TASK DETAILS: Please convert every line of the rows below into a JSON list of strings, one string per line, skipping blank lines and leaving the pictures out.

[Excerpts from a pointing dataset]

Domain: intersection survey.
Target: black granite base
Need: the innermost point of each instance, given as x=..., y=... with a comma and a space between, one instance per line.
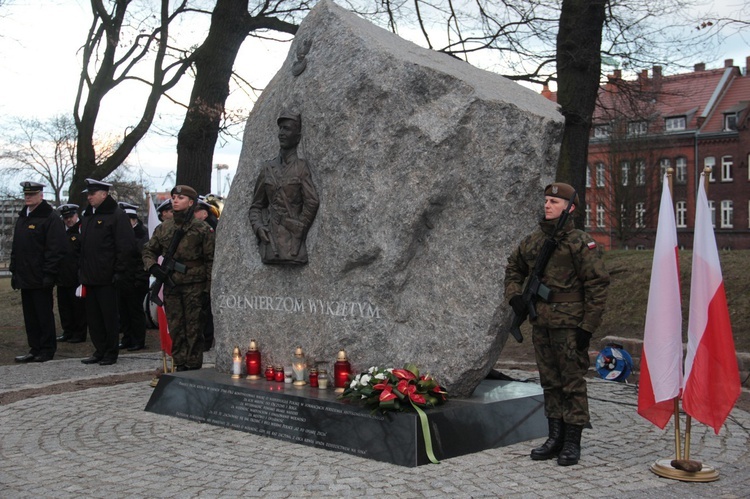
x=499, y=413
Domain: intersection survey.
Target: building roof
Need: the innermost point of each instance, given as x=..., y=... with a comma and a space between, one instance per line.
x=736, y=99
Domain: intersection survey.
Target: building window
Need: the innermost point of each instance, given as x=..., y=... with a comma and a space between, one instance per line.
x=600, y=174
x=681, y=214
x=726, y=169
x=637, y=128
x=727, y=213
x=601, y=131
x=664, y=165
x=730, y=122
x=710, y=162
x=640, y=213
x=600, y=215
x=680, y=175
x=675, y=123
x=640, y=173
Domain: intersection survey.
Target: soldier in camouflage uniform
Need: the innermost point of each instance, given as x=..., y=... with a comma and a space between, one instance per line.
x=562, y=331
x=191, y=290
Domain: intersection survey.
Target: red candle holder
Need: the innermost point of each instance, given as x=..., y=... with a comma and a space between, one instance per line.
x=278, y=374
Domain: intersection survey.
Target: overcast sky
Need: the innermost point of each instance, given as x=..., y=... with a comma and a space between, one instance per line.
x=40, y=67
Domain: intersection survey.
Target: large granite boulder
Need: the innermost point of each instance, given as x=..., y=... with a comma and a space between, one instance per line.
x=428, y=172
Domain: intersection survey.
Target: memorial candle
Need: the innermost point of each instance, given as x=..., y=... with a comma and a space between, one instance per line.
x=236, y=363
x=252, y=361
x=341, y=371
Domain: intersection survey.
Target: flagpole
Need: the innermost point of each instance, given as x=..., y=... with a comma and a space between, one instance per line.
x=689, y=420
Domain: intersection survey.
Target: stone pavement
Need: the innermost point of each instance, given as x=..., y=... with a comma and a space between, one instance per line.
x=99, y=442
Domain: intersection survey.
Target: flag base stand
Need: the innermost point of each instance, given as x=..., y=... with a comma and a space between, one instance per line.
x=664, y=469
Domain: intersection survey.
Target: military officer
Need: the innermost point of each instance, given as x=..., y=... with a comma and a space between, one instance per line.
x=565, y=323
x=133, y=288
x=164, y=210
x=107, y=250
x=183, y=302
x=72, y=308
x=38, y=247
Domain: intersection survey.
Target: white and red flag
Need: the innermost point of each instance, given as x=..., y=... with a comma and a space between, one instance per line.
x=661, y=362
x=712, y=379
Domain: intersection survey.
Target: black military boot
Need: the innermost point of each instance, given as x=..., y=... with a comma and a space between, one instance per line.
x=571, y=452
x=554, y=443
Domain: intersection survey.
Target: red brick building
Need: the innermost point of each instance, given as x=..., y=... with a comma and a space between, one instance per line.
x=684, y=122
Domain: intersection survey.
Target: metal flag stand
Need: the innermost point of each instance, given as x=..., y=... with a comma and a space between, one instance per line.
x=682, y=467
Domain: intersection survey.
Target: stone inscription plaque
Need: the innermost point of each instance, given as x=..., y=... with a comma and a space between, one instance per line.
x=503, y=413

RESPONSE FOR THIS EXERCISE:
[
  "Domain: intersection survey.",
  "Target: black granite base",
  "Need: the innermost point of each instance, given as x=..., y=... with a comma and a space between, one instance per line.",
  "x=499, y=413",
  "Domain: intersection survey.",
  "Target: building roof",
  "Need: the innermost point of each instance, given as x=..., y=... with a comma and a space between, one instance per line.",
  "x=736, y=99",
  "Domain: intersection survey.",
  "Target: building window",
  "Need: the innermost point of each instance, given as x=..., y=... with a comma and a space between, one instance per line.",
  "x=600, y=174",
  "x=681, y=214",
  "x=726, y=169",
  "x=637, y=128",
  "x=727, y=213",
  "x=601, y=131",
  "x=664, y=165",
  "x=730, y=122",
  "x=710, y=162",
  "x=640, y=213",
  "x=600, y=215",
  "x=680, y=175",
  "x=675, y=123",
  "x=640, y=173",
  "Domain: intersection survey.",
  "Target: soldier in camouflage uniform",
  "Need: the innermost point of each instance, given as x=..., y=... with a comma and a space between, one instance per line.",
  "x=562, y=331",
  "x=191, y=290",
  "Domain: intersection survey.",
  "Target: red candle holder",
  "Need: the innermost point of each instance, given as x=..., y=... with a comma and a space between, one instance per line.",
  "x=278, y=374",
  "Domain: intersection survey.",
  "Target: overcast sky",
  "Need: the innermost point of each instance, given as x=..., y=... with a comma and a space between, one instance per line.",
  "x=40, y=67",
  "Domain: intersection survey.",
  "Target: large granite boulder",
  "Need: the innermost point of each instance, given as x=..., y=... with a comma and a space between, one instance per line.",
  "x=428, y=172",
  "Domain: intersection survey.",
  "Target: memorial candle",
  "Need: the innermost point of each instance, given as x=..., y=... with a comma and a space between, one instance per line.",
  "x=236, y=363",
  "x=252, y=361",
  "x=341, y=371",
  "Domain: intersection survey.",
  "Target: flagpole",
  "Need: the innermost point of each instance, given as x=..., y=... with a comma and a space between, one instance per line.",
  "x=689, y=420",
  "Domain: intersection survey.",
  "Target: stone pavement",
  "Need: the innermost point of each instance, given as x=..., y=... with a comma and a space between, one instance per line.",
  "x=99, y=442",
  "Domain: intersection survey.",
  "Target: flag base stand",
  "Need: the innermost point of each instance, given as x=..., y=... with a comma and a space between, one instance per line.",
  "x=664, y=469",
  "Domain: intersection survey.",
  "Target: military officer",
  "Need: the innermost point of each instance, given as x=..., y=... with a comma and a space between, one instance per line.",
  "x=565, y=323",
  "x=133, y=288",
  "x=164, y=210",
  "x=107, y=250",
  "x=183, y=302",
  "x=72, y=308",
  "x=38, y=247",
  "Domain: intersection survey.",
  "Target: white and red flag",
  "Need: the innermost point of each instance, given as x=..., y=... with a comma and a space between, one instance per line.",
  "x=661, y=362",
  "x=712, y=379",
  "Domain: intersection survey.",
  "Target: black military boot",
  "Need: the innermost point of each instance, given as x=..., y=... with a comma and a space between, one instance per line.",
  "x=571, y=452",
  "x=554, y=443",
  "Domain: intersection survey.",
  "Target: red brick building",
  "Need: the innermost point of each instance, given as x=..., y=... with a comma and a space between, one instance per line.",
  "x=684, y=122",
  "Domain: intersection survey.",
  "Target: metal flag stand",
  "Need: the innermost point of each instance, given as x=..., y=... with a comma and a space between, one instance per line.",
  "x=682, y=467",
  "Domain: intersection survey.",
  "Target: stone inscription plaque",
  "Need: the innermost point of each instance, given as x=..., y=... with a comma and a space between, one instance per line.",
  "x=503, y=413"
]